SUPPLIED PASSAGE ▸
I am doing the training in Kaggle Notebook. For loading the data there, you can go to Input > Add Input > search “Carvana Image Masking Challenge”. By doing so, you will load the dataset by executing this command:


print(os.listdir("../input/carvana-image-masking-challenge/"))

DATASET_DIR = '../input/carvana-image-masking-challenge/'
WORKING_DIR = '/kaggle/working/'

To extract the elements loaded in zip, you can run this snippet:

if len(os.listdir(WORKING_DIR)) <= 1:

with zipfile.ZipFile(DATASET_DIR + 'train.zip', 'r') as zip_file:
zip_file.extractall(WORKING_DIR)

with zipfile.ZipFile(DATASET_DIR + 'train_masks.zip', 'r') as zip_file:
zip_file.extractall(WORKING_DIR)

print(
len(os.listdir(WORKING_DIR + 'train')),
len(os.listdir(WORKING_DIR + 'train_masks'))
)

And now you are ready to use the class CarvanaDataset

train_dataset = CarvanaDataset(WORKING_DIR)

generator = torch.Generator().manual_seed(25)

Now we are going to split the data into training, validation and testing. First of all, we will take 80% of the data for training and 20% for testing.

train_dataset, test_dataset = random_split(train_dataset, [0.8, 0.2], generator=generator)

We’ll allocate 20% of the data for testing, splitting it into validation and testing subsets. We’ll use 50% of this 20% for testing and the remaining 50% for validation.

test_dataset, val_dataset = random_split(test_dataset, [0.5, 0.5], generator=generator)

In summary, our data will be divided as follows: 80% for training, 10% for testing, and 10% for validation.

Running this experiment with CUDA is crucial for efficient speed and memory management. That’s why we’re using a Kaggle Notebook, where we can utilize a GPU P100 for free.

device = "cuda" if torch.cuda.is_available() else "cpu"

if device = "cuda":
num_workers = torch.cuda.device_count() * 4

We’re setting up the DataLoaders for training, validation, and testing phases. Given the size of our dataset, we’ve chosen a batch size of 8 to prevent GPU memory exhaustion. Additionally, we’re keeping the pin_memory parameter set to False to avoid potential memory issues. While setting pin_memory to True might offer faster data transfer to the GPU, it can also lead to memory allocation problems.

INSTRUCTION 1 ▸ Name each data subset that the Carvana walkthrough creates, and give the share of the data that each one receives in the final division.
INSTRUCTION 2 ▸ Pick out every line of the records that contains the string "head", and copy each of those lines.
The Carvana walkthrough and the records that follow it come from unrelated sources.

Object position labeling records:

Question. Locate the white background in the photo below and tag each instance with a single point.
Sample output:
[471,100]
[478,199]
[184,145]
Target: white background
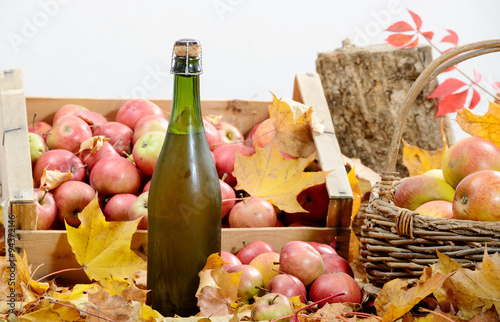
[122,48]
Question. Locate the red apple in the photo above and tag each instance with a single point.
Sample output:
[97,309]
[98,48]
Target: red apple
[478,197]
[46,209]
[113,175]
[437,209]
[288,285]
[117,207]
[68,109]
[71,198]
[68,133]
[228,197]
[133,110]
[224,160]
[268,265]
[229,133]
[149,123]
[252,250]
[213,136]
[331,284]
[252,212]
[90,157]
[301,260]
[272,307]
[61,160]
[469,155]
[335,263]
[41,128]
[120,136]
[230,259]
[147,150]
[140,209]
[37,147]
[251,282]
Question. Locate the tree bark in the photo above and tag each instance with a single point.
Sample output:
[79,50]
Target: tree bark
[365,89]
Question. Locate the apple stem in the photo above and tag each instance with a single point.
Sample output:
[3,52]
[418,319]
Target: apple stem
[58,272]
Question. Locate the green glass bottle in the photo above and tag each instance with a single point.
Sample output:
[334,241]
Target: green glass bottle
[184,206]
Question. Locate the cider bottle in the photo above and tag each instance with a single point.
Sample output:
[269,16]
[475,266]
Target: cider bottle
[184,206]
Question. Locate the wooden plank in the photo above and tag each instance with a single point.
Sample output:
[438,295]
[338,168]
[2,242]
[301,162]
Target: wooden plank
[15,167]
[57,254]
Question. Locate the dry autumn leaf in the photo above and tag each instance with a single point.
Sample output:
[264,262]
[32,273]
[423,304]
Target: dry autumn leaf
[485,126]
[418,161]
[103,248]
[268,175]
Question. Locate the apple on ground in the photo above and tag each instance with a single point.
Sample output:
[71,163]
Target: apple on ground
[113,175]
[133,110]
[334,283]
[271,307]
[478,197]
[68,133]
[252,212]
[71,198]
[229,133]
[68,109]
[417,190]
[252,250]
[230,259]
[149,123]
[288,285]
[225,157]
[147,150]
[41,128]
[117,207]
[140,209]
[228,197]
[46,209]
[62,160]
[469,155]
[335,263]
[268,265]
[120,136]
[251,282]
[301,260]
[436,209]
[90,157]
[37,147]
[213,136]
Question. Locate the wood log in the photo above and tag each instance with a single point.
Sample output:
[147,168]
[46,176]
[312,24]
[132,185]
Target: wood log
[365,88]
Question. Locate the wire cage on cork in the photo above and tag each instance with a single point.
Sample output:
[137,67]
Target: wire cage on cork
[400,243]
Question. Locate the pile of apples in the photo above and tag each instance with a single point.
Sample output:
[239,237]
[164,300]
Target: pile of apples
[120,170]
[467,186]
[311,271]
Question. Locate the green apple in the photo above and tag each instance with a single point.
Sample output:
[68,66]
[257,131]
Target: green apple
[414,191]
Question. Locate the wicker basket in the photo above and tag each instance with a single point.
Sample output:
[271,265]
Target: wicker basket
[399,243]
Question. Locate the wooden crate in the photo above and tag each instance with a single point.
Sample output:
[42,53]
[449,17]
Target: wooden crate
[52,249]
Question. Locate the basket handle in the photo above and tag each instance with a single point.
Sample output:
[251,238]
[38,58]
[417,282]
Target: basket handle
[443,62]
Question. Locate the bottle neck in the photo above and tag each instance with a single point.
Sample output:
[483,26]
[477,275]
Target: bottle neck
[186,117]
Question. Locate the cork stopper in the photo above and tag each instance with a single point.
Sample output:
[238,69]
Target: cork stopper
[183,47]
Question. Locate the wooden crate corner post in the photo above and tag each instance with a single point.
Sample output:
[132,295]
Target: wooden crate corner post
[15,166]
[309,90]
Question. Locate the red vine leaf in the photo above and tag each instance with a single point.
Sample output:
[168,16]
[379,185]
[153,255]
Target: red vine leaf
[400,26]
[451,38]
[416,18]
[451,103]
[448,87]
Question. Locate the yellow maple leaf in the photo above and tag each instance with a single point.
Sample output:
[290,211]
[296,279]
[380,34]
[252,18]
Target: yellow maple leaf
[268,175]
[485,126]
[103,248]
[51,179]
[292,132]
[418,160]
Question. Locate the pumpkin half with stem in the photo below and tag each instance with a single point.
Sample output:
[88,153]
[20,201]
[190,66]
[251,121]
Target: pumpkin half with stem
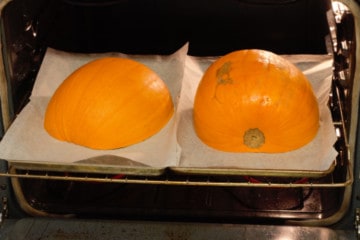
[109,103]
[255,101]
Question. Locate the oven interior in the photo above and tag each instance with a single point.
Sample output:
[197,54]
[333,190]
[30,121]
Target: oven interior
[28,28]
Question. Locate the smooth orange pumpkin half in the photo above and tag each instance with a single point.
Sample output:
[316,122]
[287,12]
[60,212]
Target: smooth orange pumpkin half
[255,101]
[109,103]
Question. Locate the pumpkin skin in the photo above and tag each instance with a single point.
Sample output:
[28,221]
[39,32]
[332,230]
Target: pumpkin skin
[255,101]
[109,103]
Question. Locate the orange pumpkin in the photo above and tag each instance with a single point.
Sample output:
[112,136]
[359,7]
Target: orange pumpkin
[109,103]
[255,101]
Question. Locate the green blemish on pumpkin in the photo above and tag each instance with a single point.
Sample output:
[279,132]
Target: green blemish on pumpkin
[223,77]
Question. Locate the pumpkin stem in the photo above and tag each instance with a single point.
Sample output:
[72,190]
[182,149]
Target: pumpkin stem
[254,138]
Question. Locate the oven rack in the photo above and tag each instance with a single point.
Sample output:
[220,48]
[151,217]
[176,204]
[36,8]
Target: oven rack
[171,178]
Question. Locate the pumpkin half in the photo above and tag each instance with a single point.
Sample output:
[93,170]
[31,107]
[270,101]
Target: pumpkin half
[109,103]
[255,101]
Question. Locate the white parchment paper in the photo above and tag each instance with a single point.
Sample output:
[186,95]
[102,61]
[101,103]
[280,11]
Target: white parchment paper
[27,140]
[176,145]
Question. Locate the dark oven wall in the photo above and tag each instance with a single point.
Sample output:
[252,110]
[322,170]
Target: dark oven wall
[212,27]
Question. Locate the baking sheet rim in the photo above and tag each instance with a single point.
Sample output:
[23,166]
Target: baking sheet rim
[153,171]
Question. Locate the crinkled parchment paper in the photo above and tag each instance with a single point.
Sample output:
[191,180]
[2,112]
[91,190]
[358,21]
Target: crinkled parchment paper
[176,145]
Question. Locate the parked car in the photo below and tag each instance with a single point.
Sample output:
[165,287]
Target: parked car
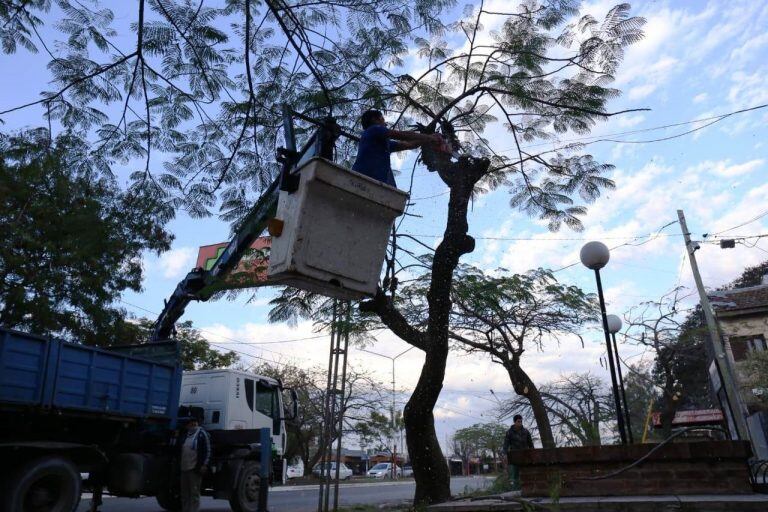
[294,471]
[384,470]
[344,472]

* * *

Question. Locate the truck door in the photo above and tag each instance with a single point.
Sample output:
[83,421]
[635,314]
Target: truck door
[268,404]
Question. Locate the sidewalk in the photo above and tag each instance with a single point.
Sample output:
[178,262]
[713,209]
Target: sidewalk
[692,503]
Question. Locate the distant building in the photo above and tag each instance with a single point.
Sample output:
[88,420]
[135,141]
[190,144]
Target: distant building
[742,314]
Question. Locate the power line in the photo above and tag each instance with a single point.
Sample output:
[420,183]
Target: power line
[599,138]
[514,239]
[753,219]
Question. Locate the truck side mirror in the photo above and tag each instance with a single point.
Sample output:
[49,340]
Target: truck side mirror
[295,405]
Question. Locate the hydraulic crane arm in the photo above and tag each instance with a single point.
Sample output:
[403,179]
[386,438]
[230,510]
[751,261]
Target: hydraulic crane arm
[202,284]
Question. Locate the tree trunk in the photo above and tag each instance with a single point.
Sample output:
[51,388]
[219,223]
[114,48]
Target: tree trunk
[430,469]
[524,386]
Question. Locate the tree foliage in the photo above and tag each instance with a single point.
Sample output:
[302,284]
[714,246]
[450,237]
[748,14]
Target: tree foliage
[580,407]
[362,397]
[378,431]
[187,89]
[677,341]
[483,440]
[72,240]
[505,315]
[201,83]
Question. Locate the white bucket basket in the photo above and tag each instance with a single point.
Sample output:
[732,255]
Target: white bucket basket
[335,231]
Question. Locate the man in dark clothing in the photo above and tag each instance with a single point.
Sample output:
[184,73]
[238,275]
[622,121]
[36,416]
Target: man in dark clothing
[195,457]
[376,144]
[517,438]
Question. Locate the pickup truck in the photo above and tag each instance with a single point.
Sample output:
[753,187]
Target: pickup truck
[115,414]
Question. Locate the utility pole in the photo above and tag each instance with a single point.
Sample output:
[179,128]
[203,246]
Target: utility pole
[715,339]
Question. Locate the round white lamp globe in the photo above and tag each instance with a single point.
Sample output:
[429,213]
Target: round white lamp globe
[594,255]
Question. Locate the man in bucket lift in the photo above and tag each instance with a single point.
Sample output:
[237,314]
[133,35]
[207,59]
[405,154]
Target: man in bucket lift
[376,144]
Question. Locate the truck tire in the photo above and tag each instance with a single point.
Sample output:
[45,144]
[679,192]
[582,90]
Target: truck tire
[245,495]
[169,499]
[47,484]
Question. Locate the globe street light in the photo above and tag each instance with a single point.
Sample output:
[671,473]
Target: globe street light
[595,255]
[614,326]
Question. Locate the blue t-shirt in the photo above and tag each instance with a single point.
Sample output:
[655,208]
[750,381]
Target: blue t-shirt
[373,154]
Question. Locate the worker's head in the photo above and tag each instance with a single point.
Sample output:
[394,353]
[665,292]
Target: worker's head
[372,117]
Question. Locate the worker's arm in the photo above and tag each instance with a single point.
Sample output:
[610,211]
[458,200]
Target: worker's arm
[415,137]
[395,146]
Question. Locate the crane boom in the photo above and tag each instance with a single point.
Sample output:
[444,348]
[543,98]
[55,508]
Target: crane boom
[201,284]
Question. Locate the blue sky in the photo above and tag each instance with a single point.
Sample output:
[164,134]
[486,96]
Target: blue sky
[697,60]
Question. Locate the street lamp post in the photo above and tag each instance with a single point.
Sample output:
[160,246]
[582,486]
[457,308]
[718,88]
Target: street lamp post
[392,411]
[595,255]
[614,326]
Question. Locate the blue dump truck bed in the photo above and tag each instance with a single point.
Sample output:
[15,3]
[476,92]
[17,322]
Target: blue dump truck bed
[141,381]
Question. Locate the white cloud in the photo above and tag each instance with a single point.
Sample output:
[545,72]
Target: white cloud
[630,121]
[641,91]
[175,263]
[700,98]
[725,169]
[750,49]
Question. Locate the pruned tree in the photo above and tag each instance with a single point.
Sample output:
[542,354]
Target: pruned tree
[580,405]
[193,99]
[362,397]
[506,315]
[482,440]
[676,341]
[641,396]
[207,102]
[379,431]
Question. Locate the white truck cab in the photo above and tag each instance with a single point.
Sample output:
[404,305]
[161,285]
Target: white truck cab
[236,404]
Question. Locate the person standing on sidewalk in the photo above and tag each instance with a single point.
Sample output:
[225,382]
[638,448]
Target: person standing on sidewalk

RESPONSE 1 ▸
Training: 80%
Testing: 10%
Validation: 10%

RESPONSE 2 ▸
Question. Locate the worker's head in the photo above and tag each instance with a single point.
Target: worker's head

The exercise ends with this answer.